(Dataset records)
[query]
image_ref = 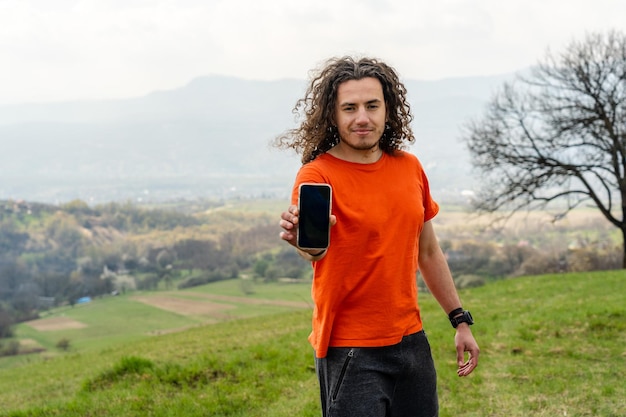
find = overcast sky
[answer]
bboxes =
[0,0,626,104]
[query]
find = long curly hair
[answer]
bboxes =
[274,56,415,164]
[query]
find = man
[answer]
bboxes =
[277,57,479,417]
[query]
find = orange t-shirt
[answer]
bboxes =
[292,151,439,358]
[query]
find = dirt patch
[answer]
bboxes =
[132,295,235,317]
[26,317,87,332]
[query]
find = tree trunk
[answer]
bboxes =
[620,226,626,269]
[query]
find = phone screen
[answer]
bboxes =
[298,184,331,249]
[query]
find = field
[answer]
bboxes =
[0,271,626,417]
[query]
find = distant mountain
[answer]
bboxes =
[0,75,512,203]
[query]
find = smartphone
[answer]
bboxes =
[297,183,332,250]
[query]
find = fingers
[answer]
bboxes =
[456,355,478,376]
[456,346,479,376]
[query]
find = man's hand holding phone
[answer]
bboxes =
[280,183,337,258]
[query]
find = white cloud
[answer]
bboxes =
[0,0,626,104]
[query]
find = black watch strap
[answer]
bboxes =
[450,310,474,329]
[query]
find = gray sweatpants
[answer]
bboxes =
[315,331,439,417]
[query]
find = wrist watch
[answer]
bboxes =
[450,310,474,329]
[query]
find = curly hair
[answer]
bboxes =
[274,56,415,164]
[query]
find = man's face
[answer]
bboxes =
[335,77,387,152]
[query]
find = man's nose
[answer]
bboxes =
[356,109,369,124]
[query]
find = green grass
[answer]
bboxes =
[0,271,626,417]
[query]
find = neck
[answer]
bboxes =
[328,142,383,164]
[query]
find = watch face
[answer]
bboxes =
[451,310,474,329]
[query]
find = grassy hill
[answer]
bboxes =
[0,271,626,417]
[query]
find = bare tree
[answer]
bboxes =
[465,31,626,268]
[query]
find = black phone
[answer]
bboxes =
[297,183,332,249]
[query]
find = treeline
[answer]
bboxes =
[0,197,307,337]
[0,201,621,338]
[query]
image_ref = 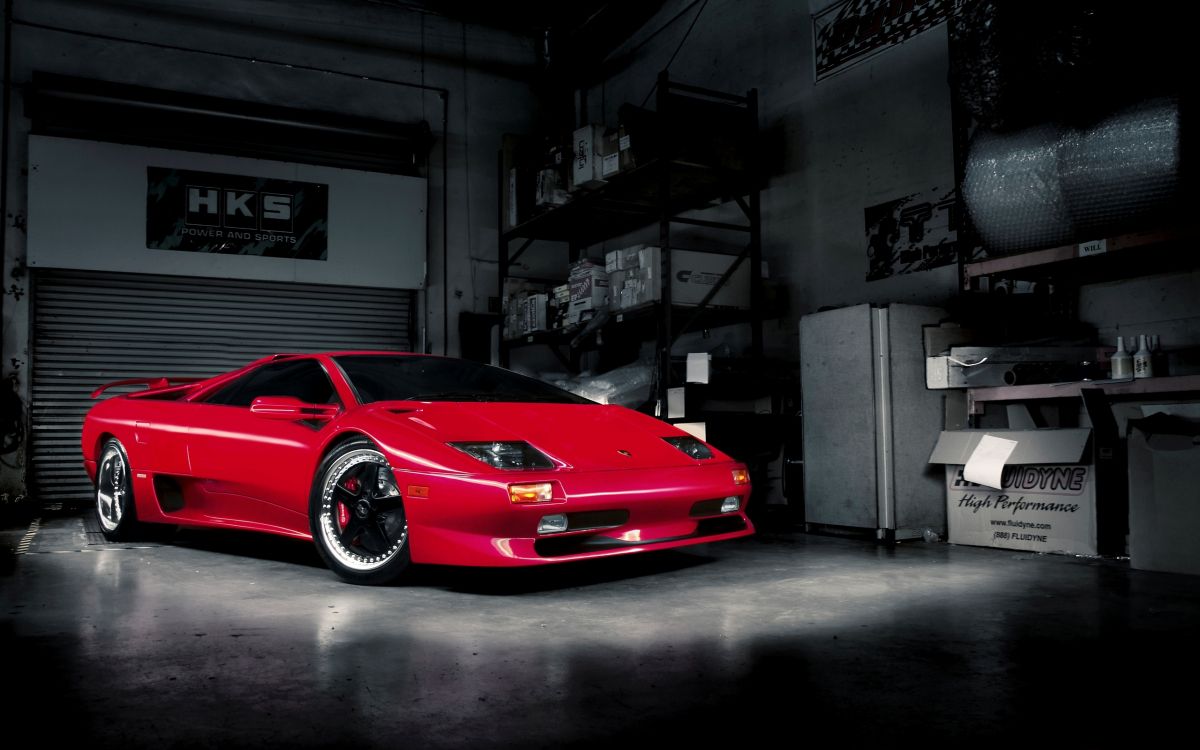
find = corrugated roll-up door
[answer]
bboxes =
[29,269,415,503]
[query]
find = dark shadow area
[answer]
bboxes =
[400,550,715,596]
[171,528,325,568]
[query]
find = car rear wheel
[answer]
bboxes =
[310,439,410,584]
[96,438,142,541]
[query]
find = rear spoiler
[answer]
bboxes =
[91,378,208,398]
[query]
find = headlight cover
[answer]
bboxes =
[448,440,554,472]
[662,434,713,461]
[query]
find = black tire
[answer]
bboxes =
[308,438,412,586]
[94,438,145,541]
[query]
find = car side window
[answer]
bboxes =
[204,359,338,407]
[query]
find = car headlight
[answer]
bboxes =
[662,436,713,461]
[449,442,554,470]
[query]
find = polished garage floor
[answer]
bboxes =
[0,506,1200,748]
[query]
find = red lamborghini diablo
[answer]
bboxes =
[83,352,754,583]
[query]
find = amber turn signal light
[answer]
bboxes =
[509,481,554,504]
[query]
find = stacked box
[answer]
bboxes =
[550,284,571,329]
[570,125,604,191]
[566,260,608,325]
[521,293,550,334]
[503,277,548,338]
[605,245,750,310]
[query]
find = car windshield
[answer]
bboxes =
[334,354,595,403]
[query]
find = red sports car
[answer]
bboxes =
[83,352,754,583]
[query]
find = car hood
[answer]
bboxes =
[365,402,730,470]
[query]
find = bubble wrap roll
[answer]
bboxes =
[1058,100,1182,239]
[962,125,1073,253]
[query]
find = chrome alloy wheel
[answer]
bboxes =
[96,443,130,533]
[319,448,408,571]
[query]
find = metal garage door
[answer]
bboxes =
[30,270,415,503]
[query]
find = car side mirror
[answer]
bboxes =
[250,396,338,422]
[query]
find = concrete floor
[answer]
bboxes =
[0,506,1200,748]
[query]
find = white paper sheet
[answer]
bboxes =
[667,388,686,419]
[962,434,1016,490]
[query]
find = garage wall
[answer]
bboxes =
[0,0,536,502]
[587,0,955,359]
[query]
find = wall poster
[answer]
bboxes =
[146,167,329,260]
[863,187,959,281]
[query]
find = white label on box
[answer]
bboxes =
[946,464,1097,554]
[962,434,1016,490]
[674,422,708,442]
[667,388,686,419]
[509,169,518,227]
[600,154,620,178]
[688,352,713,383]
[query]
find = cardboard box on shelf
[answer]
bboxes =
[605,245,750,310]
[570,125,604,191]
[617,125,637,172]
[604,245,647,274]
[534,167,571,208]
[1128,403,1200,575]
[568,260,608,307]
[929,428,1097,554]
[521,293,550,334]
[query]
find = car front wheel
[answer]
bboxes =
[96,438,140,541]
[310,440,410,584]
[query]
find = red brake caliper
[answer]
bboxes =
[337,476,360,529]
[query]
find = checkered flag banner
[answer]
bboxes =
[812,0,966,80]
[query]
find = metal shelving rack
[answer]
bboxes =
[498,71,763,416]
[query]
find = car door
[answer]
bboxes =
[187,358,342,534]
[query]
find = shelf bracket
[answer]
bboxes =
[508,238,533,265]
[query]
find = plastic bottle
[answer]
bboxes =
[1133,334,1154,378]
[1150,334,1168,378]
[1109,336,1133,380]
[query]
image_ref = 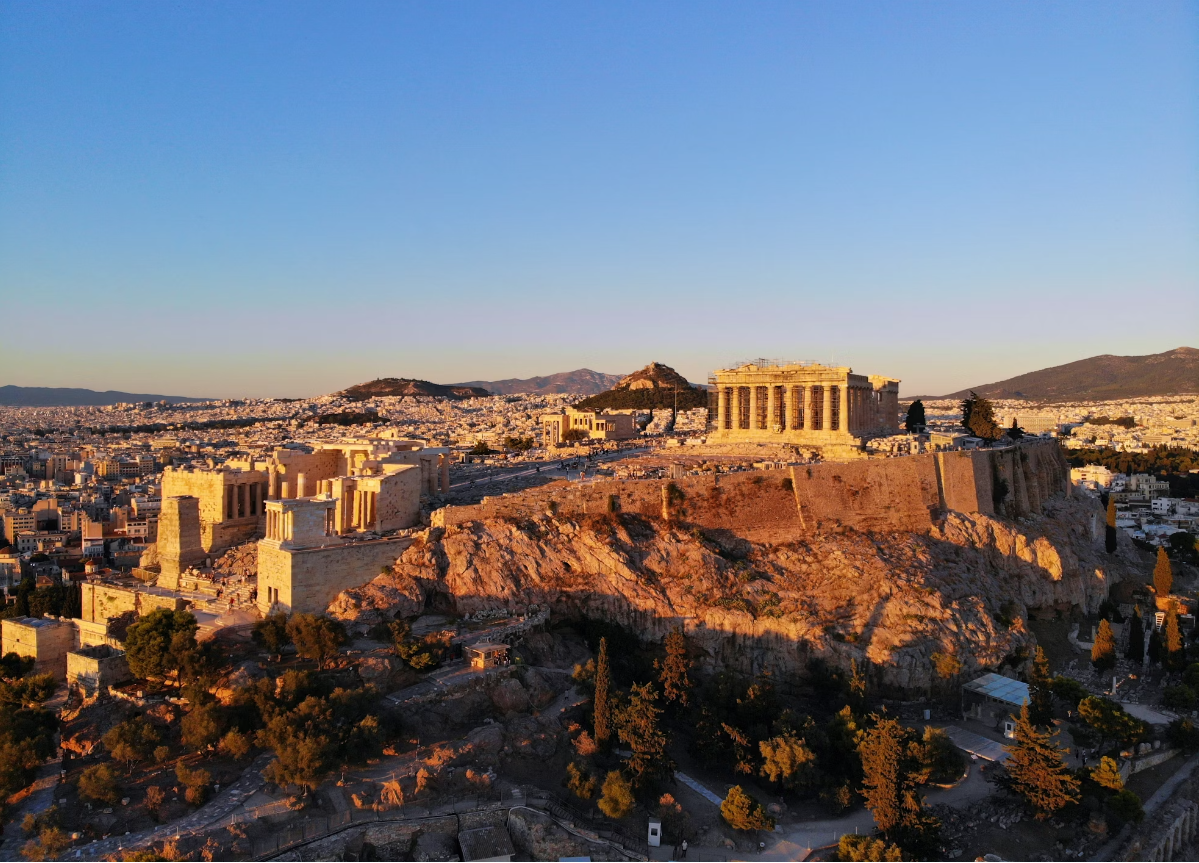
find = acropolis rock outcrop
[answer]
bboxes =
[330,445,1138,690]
--
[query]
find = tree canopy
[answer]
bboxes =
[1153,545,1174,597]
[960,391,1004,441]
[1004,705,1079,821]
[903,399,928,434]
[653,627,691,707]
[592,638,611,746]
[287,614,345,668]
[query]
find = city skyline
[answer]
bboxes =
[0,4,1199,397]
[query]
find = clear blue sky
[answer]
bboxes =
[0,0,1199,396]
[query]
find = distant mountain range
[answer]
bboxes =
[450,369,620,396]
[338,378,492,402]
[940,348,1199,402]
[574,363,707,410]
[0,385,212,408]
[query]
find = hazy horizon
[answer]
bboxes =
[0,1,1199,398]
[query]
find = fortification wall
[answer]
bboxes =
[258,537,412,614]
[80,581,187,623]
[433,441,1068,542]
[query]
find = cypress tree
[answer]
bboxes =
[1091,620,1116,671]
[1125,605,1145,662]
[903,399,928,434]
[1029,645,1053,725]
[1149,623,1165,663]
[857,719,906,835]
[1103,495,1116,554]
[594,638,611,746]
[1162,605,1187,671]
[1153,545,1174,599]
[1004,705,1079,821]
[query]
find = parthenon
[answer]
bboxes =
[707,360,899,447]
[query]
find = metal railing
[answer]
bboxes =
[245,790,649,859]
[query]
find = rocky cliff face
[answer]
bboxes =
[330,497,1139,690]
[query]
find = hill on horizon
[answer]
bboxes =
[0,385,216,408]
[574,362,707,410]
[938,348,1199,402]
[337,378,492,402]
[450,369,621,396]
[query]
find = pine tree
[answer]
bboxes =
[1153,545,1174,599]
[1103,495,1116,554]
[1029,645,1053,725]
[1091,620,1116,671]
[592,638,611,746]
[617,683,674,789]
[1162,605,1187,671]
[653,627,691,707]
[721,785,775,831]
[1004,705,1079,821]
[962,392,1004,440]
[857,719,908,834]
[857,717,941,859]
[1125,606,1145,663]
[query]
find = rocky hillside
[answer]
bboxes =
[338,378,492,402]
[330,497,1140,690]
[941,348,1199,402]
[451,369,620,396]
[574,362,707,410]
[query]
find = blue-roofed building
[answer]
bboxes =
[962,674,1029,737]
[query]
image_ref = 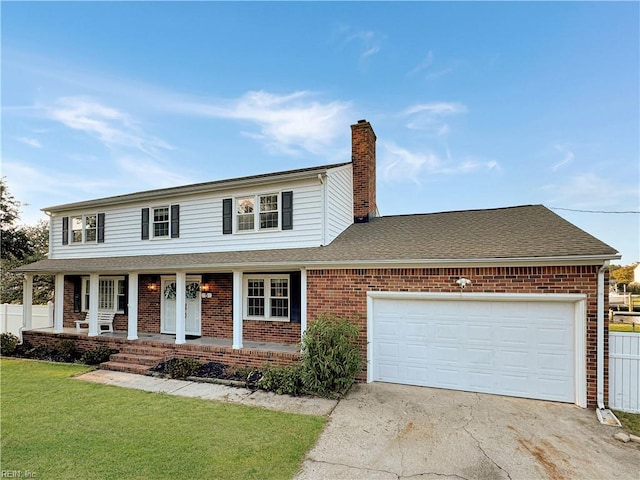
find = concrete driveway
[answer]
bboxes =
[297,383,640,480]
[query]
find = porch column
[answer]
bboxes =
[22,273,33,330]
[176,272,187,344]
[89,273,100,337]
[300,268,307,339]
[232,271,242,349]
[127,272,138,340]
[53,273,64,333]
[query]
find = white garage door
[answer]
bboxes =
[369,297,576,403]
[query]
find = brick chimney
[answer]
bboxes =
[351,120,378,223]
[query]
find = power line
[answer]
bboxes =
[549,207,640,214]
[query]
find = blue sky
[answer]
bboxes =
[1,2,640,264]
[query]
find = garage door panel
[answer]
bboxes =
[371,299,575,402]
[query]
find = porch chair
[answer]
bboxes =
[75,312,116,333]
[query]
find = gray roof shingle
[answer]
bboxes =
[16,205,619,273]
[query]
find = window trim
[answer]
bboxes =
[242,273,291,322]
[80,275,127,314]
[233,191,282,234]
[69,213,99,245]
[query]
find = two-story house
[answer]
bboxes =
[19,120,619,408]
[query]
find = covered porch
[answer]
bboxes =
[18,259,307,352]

* Exercise
Pull out each line of the listing above that contains the string "gray". Case counts.

* Right answer
find = gray sweatpants
find = gray roof shingle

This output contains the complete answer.